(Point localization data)
^^^^^^^^

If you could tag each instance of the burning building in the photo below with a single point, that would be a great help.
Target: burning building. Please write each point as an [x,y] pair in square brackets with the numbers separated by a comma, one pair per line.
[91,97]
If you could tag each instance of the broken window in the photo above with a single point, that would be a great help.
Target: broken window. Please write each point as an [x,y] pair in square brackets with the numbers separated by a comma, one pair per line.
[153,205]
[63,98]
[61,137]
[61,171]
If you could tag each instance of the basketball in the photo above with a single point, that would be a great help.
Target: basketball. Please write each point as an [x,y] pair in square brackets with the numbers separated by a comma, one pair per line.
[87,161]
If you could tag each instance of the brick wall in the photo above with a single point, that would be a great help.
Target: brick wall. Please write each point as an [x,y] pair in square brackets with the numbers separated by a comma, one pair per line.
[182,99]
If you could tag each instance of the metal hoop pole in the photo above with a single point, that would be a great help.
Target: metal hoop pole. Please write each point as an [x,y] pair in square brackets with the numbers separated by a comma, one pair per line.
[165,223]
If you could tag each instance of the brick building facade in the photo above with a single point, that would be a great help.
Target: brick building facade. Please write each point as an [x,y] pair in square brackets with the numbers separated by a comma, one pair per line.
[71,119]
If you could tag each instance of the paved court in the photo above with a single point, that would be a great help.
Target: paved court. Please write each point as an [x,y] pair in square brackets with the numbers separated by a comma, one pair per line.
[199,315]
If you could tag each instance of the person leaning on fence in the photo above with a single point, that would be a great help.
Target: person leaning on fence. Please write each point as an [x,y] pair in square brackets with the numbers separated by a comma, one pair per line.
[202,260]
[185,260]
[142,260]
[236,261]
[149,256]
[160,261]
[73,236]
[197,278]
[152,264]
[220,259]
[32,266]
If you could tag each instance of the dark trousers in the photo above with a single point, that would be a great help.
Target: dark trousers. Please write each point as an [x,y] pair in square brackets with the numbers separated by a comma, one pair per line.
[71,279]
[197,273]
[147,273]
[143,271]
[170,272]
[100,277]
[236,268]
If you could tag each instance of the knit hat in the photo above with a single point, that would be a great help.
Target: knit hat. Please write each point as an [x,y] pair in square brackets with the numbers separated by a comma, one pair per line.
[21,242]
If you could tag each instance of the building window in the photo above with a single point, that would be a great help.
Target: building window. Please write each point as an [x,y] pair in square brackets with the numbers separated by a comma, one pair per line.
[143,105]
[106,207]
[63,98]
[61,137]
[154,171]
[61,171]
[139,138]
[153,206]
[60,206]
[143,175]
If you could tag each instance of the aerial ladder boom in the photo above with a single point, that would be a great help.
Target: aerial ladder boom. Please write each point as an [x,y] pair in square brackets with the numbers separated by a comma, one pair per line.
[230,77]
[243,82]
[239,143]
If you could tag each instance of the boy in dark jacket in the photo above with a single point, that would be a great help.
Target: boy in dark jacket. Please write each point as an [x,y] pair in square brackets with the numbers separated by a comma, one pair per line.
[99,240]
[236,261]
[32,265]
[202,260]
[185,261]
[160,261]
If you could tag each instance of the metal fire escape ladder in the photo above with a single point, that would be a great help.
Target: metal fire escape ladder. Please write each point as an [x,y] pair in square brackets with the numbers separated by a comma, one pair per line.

^^^^^^^^

TASK OBJECTIVE: What is asked for is an exact copy of the lines above from the one containing "If you could tag each instance of the person" through the one containing "If you could tag each instance of the dark", and only those.

EXPECTED ANSWER:
If you could tag each instance of the person leaning on fence in the photo above with a single point, that would be a great help.
Target: person leaning on fence. Please write each point as an [x,y] pair in square brackets with the numbers separated by a comma, one pair per line.
[202,260]
[185,260]
[142,260]
[236,261]
[149,256]
[160,261]
[73,236]
[197,278]
[152,264]
[220,259]
[32,266]
If you could tag each instance of the dark trousers in the photo above with a single point, that would be a great help.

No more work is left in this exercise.